業務を変えるkintoneユーザー事例 第157回
営業から情シスへ転身した水沢氏がハマった沼とその抜け出し方
kintone開発で3つの沼を抜けた その先に見えた自分の新しい強さ
2022年09月27日 10時30分更新
営業職で実績を積みセールスマネージャーとして活躍していた水沢 光幸氏は、原因不明の病で大きな声を出せなくなってしまった。これをきっかけに水沢氏は、営業から情シスへとキャリアチェンジ。前任者が残していったkintone資産の活用を通じて水沢氏が得た答とは何だったのだろうか。
のどの不調から自由に声を出せなくなり、新たなキャリアとして選んだ情シス
「営業から情シスへ 失ったものから始まった挑戦」と題してkintone hive 2022 sendaiに登壇したのは、アトゥンズの水沢 光幸氏だ。高校時代はラグビー部に所属し、全国高等学校ラグビーフットボール大会、いわゆる花園でベスト16入りを果たした経験を持つ。「One for All、All for Oneの精神」が大好きで、アトゥンズに入社してからは営業職でチームワークを活かして活躍していた。
「風邪をひいたかな、なんかおかしいなと思ってからもう2年が経ちます。さまざまな病院に行きましたが、原因はわかりませんでした。声を失ったとき、これまで学んだスキルは一切必要なくなり、これからの自分の人生も描けませんでした」(水沢氏)
チームの力になれないのなら退社すべきかとまで悩んだ。しかし、営業以外でも自分の特性を活かして会社に貢献できるかもしれないとも考えた。体を壊すほどやり尽くし、ひとつのことを徹底的に深掘りするという水沢氏の特性を活かせる場所、それが情シスだった。これが、水沢氏がkintoneと向き合うきっかけとなった。
kintoneの導入自体は2016年、前任者は非IT人材の若い女性だった。勉強家で熱心な職員だったが、結婚を機に退社。宙に浮いたkintoneの管理を、水沢氏が引き継ぐことになった。「よし、これでやっていこう」と思った矢先に、水沢氏は出会ってしまった。
「ようこそ、沼。――話には聞いていたけれど、これが沼かと」(水沢氏)
アトゥンズのkintoneには野良アプリが数多くあり、作った人にしか構造がわからない状態になっていた。これらをイチからではなく、ゼロから分解して理解しなければならない。会社から示されたゴールは、「ぱっとみた時、ブラックボックス化されていない現在情報」。つまり誰が見ても今の経営情報がわかるMQ会計システムをkintoneで作れということだった。

■ 提供レコード ■
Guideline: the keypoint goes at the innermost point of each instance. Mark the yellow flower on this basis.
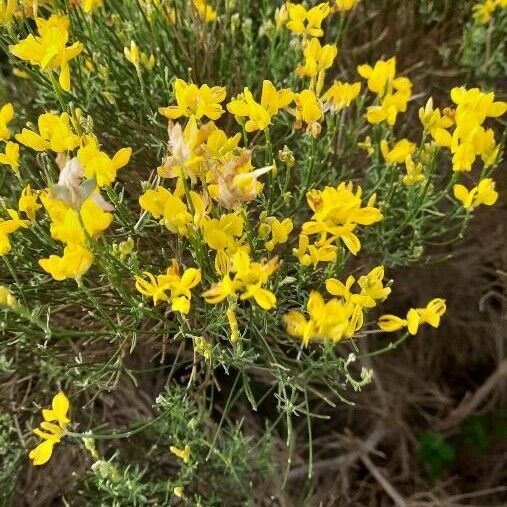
(390, 323)
(7, 9)
(49, 49)
(225, 236)
(98, 164)
(74, 263)
(431, 315)
(278, 230)
(399, 152)
(260, 115)
(28, 203)
(380, 77)
(56, 134)
(332, 320)
(238, 181)
(233, 324)
(475, 106)
(436, 124)
(317, 58)
(180, 285)
(185, 157)
(483, 193)
(11, 156)
(170, 208)
(372, 291)
(483, 11)
(195, 101)
(183, 454)
(151, 287)
(51, 429)
(7, 227)
(171, 281)
(6, 115)
(337, 212)
(249, 278)
(340, 95)
(132, 54)
(307, 23)
(90, 5)
(203, 347)
(345, 5)
(205, 10)
(393, 92)
(323, 250)
(6, 298)
(308, 110)
(414, 172)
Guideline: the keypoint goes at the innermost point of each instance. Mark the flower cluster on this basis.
(52, 429)
(431, 315)
(343, 315)
(171, 281)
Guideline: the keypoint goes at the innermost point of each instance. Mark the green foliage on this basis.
(436, 453)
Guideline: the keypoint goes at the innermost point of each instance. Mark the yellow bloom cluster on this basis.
(178, 285)
(342, 316)
(52, 429)
(77, 211)
(10, 156)
(49, 49)
(248, 279)
(336, 214)
(6, 298)
(431, 315)
(483, 11)
(393, 93)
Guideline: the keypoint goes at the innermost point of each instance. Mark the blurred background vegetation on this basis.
(431, 430)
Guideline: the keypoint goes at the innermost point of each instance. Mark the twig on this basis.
(468, 407)
(347, 459)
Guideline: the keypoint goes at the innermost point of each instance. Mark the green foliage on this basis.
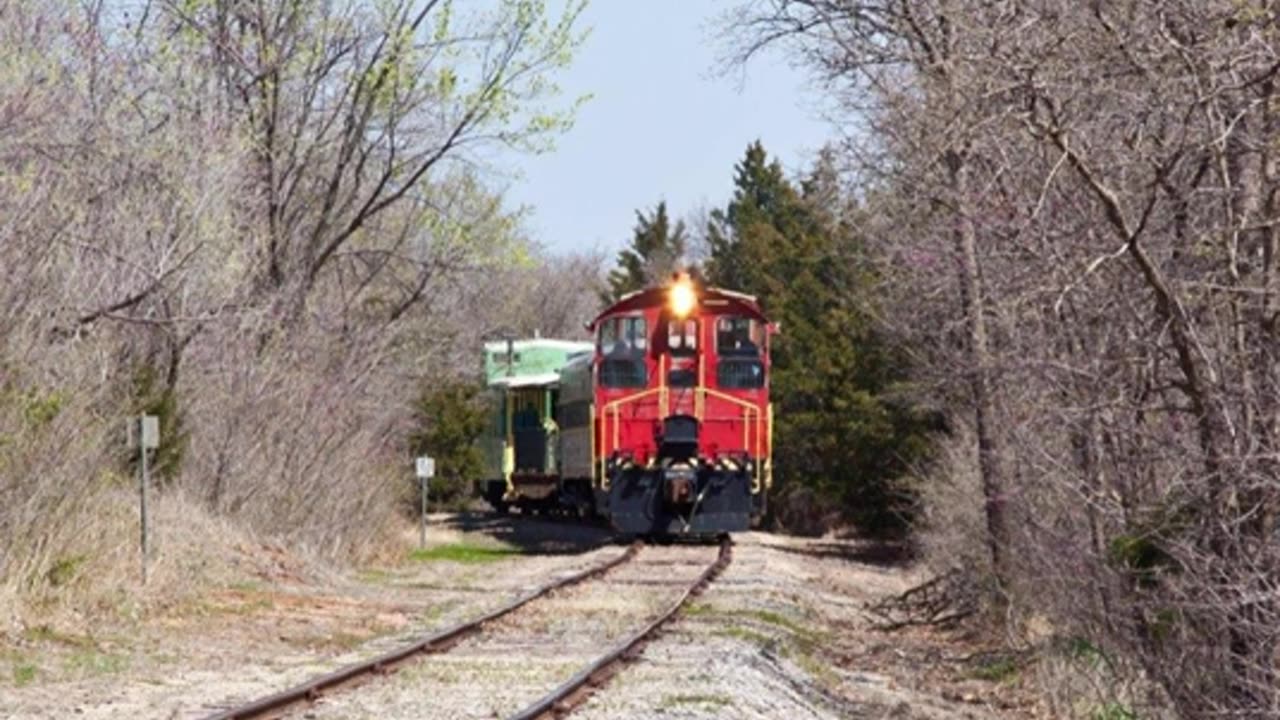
(1141, 555)
(449, 418)
(1112, 711)
(152, 395)
(997, 670)
(464, 552)
(844, 424)
(656, 251)
(41, 409)
(23, 674)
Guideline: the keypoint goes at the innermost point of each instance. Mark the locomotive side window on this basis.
(739, 341)
(737, 336)
(622, 336)
(740, 373)
(622, 342)
(624, 372)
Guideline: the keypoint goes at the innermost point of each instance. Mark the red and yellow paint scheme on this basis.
(668, 422)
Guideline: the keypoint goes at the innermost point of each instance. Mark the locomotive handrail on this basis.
(753, 419)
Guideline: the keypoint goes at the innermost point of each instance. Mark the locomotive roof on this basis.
(652, 296)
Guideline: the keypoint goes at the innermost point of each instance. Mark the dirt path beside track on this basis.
(781, 634)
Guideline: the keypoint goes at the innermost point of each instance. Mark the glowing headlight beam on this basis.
(682, 297)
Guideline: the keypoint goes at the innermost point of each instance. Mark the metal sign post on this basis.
(144, 434)
(425, 468)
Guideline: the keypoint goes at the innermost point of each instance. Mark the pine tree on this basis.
(656, 251)
(840, 429)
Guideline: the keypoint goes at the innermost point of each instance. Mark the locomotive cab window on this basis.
(624, 336)
(622, 341)
(737, 336)
(739, 342)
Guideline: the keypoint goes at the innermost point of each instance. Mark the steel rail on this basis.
(576, 689)
(312, 689)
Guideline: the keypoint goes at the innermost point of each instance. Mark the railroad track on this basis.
(554, 703)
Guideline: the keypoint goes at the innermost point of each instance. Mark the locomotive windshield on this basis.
(682, 337)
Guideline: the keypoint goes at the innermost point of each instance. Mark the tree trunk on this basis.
(993, 491)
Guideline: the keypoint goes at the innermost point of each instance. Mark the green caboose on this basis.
(520, 443)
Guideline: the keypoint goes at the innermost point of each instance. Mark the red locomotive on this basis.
(666, 425)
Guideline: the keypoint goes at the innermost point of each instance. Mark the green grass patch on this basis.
(65, 569)
(698, 609)
(745, 634)
(464, 552)
(702, 700)
(49, 634)
(94, 662)
(780, 620)
(23, 674)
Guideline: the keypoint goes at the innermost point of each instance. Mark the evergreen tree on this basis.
(656, 251)
(840, 428)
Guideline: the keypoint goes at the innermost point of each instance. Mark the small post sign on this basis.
(144, 434)
(425, 468)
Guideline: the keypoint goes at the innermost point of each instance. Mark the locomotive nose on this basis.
(680, 484)
(679, 438)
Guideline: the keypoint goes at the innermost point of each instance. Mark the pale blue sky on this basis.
(663, 123)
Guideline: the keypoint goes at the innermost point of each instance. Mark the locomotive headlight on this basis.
(682, 297)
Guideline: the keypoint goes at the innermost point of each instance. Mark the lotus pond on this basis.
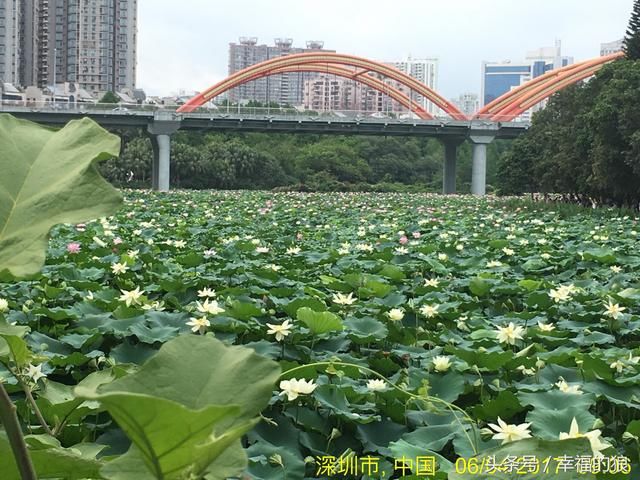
(417, 336)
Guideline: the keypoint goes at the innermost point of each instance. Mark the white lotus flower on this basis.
(199, 324)
(293, 388)
(429, 311)
(206, 292)
(510, 334)
(395, 314)
(35, 372)
(280, 331)
(597, 445)
(118, 268)
(559, 295)
(546, 327)
(342, 299)
(614, 310)
(131, 297)
(563, 386)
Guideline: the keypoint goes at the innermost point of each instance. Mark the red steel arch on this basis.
(520, 99)
(298, 60)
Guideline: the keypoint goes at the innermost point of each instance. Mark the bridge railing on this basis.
(247, 112)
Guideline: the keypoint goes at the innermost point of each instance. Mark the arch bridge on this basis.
(371, 73)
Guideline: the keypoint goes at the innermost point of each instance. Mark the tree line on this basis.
(293, 161)
(586, 143)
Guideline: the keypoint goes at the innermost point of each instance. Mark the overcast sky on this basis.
(185, 44)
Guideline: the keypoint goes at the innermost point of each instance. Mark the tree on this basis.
(632, 39)
(109, 97)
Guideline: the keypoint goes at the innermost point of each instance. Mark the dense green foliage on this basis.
(302, 162)
(632, 39)
(585, 143)
(416, 320)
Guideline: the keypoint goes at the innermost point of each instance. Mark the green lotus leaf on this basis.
(319, 322)
(49, 177)
(50, 461)
(188, 403)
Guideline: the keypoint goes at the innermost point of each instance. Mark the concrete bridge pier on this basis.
(449, 168)
(160, 131)
(479, 142)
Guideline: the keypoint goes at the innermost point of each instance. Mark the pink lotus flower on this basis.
(73, 247)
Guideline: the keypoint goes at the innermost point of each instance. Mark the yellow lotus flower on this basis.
(280, 331)
(510, 334)
(614, 310)
(342, 299)
(441, 363)
(294, 388)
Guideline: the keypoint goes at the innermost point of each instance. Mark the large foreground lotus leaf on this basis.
(173, 441)
(187, 404)
(49, 177)
(50, 461)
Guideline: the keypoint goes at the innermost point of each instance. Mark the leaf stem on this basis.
(14, 434)
(36, 410)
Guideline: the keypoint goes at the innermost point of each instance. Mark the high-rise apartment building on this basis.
(424, 70)
(287, 88)
(10, 40)
(330, 93)
(468, 103)
(91, 43)
(499, 78)
(611, 47)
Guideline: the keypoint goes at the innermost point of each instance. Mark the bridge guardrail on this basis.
(242, 112)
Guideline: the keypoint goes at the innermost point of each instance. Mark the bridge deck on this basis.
(266, 122)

■ 課題 1 ■
記事の本文で、かぎかっこ「」に囲まれた語句はどれですか？出てくる順にすべて挙げてください。
■ 課題 2 ■
記事によると、kintoneが導入されたのは何年ですか？
■ 課題 3 ■
記事の「のどの不調から自由に声を出せなくなり、新たなキャリアとして選んだ情シス」から「All、All for Oneの精神」が大好きで、アトゥンズに入社してからは営業職でチームワークを活かして活躍していた。」までの部分を、「営業職」を「企画職」に差し替えて書き直してください。
レコードはここでは使いません。

■ 回答 1 ■
1. 「営業から情シスへ 失ったものから始まった挑戦」
2. 「One for All、All for Oneの精神」
3. 「風邪をひいたかな、なんかおかしいなと思ってからもう2年が経ちます。さまざまな病院に行きましたが、原因はわかりませんでした。声を失ったとき、これまで学んだスキルは一切必要なくなり、これからの自分の人生も描けませんでした」
4. 「よし、これでやっていこう」
5. 「ようこそ、沼。――話には聞いていたけれど、これが沼かと」
6. 「ぱっとみた時、ブラックボックス化されていない現在情報」

■ 回答 2 ■
2016年です。

■ 回答 3 ■
のどの不調から自由に声を出せなくなり、新たなキャリアとして選んだ情シス
「営業から情シスへ 失ったものから始まった挑戦」と題してkintone hive 2022 sendaiに登壇したのは、アトゥンズの水沢 光幸氏だ。高校時代はラグビー部に所属し、全国高等学校ラグビーフットボール大会、いわゆる花園でベスト16入りを果たした経験を持つ。「One for All、All for Oneの精神」が大好きで、アトゥンズに入社してからは企画職でチームワークを活かして活躍していた。